__EXCERTO DO TEXTO__
----

Não é frequente ouvirmos falar deste conceito apesar de frequentemente nos depararmos com a morte iminente de alguém que nos é querido, quer em contexto laboral ou pessoal. Imaginemo-nos a ver morrer quem amamos… quem cuidamos... O que acontece, como é esta experiência?
De forma simples, luto antecipatório é qualquer luto que ocorre antes da perda. Contudo, a pessoa não antecipa somente a perda de alguém que lhe é querido. Numa situação de doença terminal e morte eminente, para além da perda futura da pessoa, existem perdas passadas e actuais. É no confronto com a falta da pessoa, tal como ela era antes – nos seus papéis, qualidade da relação, identidade pessoal –, que o familiar experimenta, ainda no período da doença, sentimentos de ausência, solidão e perda.
O momento em que os familiares se apercebem de que se trata de uma doença irreversível é particularmente marcante, podendo ser carregado de surpresa, choque, descrença e recusa, mesmo acompanhando a crescente degradação física do familiar. Todo o mundo se abala, há irritação, raiva, culpa, tristeza, medo da separação, ambivalência. A incerteza prevalece: face à evolução da doença, à sua capacidade para dar resposta às exigências que dela derivam, ao sofrimento do doente, à sua própria reação à morte.
O cuidador tem frequentemente que adaptar a sua vida às exigências da presença e do cuidar. Para várias pessoas, é como se fosse um tempo de espera, durante o qual apenas sobrevivem; um tempo onde não haverá espaço ou interesse pelas suas actividades anteriores ou contactos sociais. Prevalece a exposição prolongada ao sofrimento e exigências múltiplas das rotinas diárias e do cuidado ao doente, sendo difícil perceber como se podem cuidar também. Prevalecem as memórias traumáticas, associadas à contínua degradação física e da pessoa que amam e à impotência de a reverter. Muitos estão exaustos, podendo desenvolver sintomas depressivos e diminuição de qualidade do relacionamento.

----

[Dados de expressões referenciais baseadas em fotografias]
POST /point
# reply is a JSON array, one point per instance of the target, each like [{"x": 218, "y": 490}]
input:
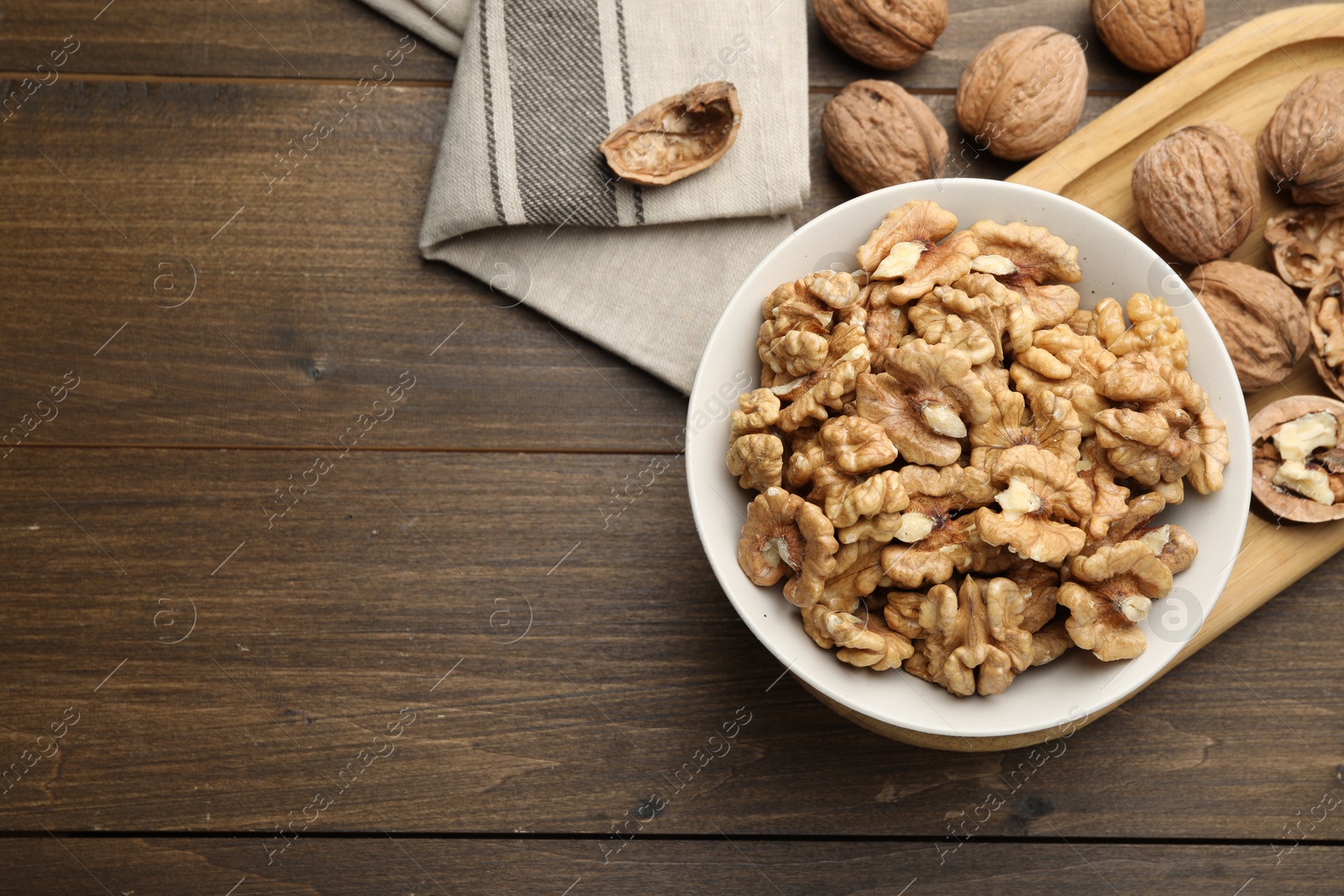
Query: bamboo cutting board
[{"x": 1238, "y": 80}]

----

__A TAREFA__
Troca "conceito" por "tema" na passagem do texto sobre o luto antecipatório que começa em "Não é frequente" e continua até "é esta experiência?", e apresenta essa passagem assim alterada. A listagem não tem qualquer relação com o texto sobre o luto antecipatório.

__RESPOSTA__
Não é frequente ouvirmos falar deste tema apesar de frequentemente nos depararmos com a morte iminente de alguém que nos é querido, quer em contexto laboral ou pessoal. Imaginemo-nos a ver morrer quem amamos… quem cuidamos... O que acontece, como é esta experiência?